Once you reach the line containing "Target: man holding umbrella" in the entries below, write out that line and each one after it down to the line containing "Mark one point on every instance of the tower balcony", exactly and with nothing added.

- [Record excerpts]:
========

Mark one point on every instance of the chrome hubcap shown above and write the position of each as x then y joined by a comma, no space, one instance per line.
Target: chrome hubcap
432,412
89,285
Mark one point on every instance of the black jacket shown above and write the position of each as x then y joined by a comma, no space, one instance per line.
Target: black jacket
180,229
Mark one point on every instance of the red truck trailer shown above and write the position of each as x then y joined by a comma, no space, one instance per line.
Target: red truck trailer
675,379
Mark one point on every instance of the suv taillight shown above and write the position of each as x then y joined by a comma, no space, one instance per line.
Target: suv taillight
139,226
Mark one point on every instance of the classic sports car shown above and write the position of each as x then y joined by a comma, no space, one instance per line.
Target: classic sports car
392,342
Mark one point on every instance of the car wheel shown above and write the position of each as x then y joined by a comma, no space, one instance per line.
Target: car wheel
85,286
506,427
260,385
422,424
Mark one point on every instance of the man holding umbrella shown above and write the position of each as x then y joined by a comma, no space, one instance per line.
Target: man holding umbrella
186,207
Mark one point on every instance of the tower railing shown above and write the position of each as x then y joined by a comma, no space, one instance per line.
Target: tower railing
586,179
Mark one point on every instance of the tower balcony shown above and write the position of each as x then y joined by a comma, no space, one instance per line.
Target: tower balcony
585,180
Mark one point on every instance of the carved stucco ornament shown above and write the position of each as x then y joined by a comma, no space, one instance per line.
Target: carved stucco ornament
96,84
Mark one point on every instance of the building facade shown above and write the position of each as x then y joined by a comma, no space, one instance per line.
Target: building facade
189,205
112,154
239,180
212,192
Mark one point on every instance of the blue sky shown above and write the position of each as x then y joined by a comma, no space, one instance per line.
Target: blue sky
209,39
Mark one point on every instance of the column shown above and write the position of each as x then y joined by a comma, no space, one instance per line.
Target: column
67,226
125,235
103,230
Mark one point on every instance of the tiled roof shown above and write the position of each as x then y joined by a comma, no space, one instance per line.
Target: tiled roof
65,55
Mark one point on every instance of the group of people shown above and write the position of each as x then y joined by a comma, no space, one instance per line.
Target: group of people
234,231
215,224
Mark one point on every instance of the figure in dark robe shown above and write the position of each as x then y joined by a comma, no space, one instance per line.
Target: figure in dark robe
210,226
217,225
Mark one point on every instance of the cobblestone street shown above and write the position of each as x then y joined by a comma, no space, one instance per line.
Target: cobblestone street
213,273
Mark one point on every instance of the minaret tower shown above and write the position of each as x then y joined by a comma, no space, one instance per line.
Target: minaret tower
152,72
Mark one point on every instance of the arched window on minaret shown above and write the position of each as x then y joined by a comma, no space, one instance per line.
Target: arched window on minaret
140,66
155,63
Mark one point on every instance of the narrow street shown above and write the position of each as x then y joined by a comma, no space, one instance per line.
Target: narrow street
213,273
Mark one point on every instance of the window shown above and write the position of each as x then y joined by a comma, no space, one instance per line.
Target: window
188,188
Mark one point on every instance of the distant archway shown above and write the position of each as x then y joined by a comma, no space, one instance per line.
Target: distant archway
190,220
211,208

========

- [Response area]:
Target: man holding umbrella
186,207
Mark one point on every instance of the tower railing shown above and write the position of each as x then y joined by a comma, no space, one instance per line.
Target: tower railing
586,179
Mark one point on every instance of the tower balcony shown above and write the position of each as x then y joined by a comma, no space, one instance per line.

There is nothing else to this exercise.